Exercise brief:
Reproduce the listing below verbatim.

::: Stored records :::

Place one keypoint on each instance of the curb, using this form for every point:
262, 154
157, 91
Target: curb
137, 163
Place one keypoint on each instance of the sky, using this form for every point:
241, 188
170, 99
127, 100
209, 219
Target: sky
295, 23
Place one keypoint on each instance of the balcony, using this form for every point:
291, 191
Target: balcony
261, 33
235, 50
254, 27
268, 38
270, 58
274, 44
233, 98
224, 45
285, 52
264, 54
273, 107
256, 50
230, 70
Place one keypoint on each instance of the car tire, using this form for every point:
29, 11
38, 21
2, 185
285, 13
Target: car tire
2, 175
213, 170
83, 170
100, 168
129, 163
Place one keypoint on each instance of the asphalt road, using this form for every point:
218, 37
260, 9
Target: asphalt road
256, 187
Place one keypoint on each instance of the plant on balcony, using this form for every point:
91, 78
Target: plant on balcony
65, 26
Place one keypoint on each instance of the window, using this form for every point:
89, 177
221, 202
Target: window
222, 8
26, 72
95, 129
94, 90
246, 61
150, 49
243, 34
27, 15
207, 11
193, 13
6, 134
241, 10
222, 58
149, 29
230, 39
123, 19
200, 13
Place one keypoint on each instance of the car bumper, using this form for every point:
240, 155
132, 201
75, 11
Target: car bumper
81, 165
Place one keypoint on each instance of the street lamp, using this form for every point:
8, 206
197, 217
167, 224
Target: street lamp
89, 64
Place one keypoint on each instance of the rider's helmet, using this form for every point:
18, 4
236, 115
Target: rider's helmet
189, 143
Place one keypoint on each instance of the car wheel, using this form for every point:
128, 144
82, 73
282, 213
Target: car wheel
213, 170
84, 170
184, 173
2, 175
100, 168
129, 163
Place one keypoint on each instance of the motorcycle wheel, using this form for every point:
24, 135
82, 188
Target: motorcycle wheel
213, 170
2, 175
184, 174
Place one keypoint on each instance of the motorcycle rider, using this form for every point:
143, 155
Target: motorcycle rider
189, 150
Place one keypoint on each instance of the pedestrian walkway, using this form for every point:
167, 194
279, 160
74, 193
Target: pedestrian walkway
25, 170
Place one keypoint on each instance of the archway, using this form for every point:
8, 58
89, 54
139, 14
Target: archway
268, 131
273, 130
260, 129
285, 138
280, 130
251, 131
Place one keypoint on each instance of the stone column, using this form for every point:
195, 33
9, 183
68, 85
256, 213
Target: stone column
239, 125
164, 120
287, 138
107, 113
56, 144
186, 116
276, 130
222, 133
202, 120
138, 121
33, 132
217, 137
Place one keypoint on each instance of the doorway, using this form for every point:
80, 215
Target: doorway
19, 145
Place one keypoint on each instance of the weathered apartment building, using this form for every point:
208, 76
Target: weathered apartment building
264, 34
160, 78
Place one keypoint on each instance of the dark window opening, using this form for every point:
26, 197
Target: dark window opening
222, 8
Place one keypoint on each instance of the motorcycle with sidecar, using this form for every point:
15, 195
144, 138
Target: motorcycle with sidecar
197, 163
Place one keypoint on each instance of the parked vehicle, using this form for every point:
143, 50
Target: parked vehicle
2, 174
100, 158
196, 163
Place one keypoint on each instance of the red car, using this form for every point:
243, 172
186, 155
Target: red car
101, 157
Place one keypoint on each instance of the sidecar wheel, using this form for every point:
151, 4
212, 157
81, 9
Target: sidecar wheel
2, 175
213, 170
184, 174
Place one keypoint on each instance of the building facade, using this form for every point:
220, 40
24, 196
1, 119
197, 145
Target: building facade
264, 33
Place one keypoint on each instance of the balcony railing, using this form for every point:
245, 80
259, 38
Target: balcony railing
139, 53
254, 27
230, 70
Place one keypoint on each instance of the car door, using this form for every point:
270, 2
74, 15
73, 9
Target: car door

:::

Solution:
Place one keypoint on each instance of the curb, using this form for every point:
262, 154
157, 91
Target: curb
137, 163
Place one keypoint on each instance of the sky, using this form for every point:
241, 188
170, 99
127, 100
209, 219
Target: sky
295, 23
Place one keypoint on each instance of the balcony, using this form for every point:
291, 191
Target: balcony
261, 33
235, 50
254, 27
268, 38
270, 58
274, 44
233, 98
224, 45
285, 52
264, 54
273, 107
256, 50
230, 70
Place one keypoint on each instance of the car tire, using this form for every point:
29, 11
38, 21
2, 185
285, 13
Target: car tire
2, 175
213, 170
83, 170
100, 168
129, 163
Place one keypoint on each instance of the asphalt road, using this form for every point:
218, 37
260, 9
Target: asphalt road
256, 187
Place one keypoint on each instance of the plant on balcony, using this form for every point:
91, 78
Target: plant on balcony
65, 26
Place one keypoint on each instance of the window, using this form for every point:
89, 177
221, 202
Target: window
222, 8
26, 72
95, 129
94, 90
246, 61
150, 49
243, 34
27, 15
207, 11
193, 13
6, 134
241, 10
222, 58
149, 29
230, 39
123, 19
200, 13
Place one keypoint on each instance of the car bumper, using this form for every point:
240, 155
132, 201
75, 11
Target: car bumper
81, 165
Place one keypoint on each instance of the street lamp, using this form for every point:
8, 206
197, 217
167, 224
Target: street lamp
89, 64
Place one keypoint on each instance of the rider's helmet, using this form for every point:
18, 4
236, 115
Target: rider's helmet
189, 143
Place one keypoint on each instance of the car wheel, using this form for every point:
128, 144
82, 73
282, 213
Target: car wheel
213, 170
84, 170
184, 173
2, 175
100, 168
129, 163
Place one keypoint on each instance of the motorcycle wheel, using this form for every point:
24, 135
82, 188
Target: motorcycle wheel
213, 170
2, 175
184, 174
Place one keypoint on each instance of the motorcycle rider, using this form for every point:
143, 155
Target: motorcycle rider
189, 150
Place one keypoint on each instance of the pedestrian walkway, using this form for every point:
167, 194
279, 160
74, 193
Target: pedestrian walkway
25, 170
Place one keypoint on each instance of the archway, using this form for every point:
8, 58
89, 54
139, 14
Target: archway
268, 131
273, 130
260, 129
285, 138
280, 130
251, 131
Place one keypoint on each instance of the stone column, using this form for every point:
195, 33
9, 183
68, 85
256, 213
Target: stone column
239, 125
164, 120
287, 138
107, 113
56, 144
186, 116
276, 130
222, 133
202, 120
138, 121
33, 132
217, 137
Place one keypoint on each instance of the doorway, using this form for every point:
80, 215
Target: doorway
19, 145
Place one keypoint on each instance of the weathered apartment building, using this form for every point:
208, 76
Target: weathered apartment building
264, 34
160, 78
Place one keypoint on each instance of the dark window opening, using this form for every point:
26, 197
Target: dark window opening
222, 8
Place one keypoint on each instance of the motorcycle with sidecar, using this form for every point:
15, 195
144, 138
Target: motorcycle with sidecar
197, 163
Place one keypoint on each instance of the parked vehicle, using this form for every point:
143, 50
Target: parked vehicle
2, 174
100, 158
196, 163
Place one keypoint on each instance of the red car, using this form for every point:
243, 172
186, 155
Target: red car
101, 157
Place one keypoint on each instance of the sidecar wheel, using this form for every point:
151, 4
212, 157
81, 9
Target: sidecar wheel
2, 175
213, 170
184, 174
Place one keypoint on each instance of the building facade, using this form for every point:
220, 40
24, 196
1, 119
197, 145
Target: building facade
264, 33
Place one keypoint on each instance of the balcony railing, using this form for every point:
245, 80
259, 38
Target: balcony railing
139, 53
254, 27
230, 70
Place one keypoint on each instance of the car door, using this form for every point:
270, 2
74, 15
73, 9
Target: car door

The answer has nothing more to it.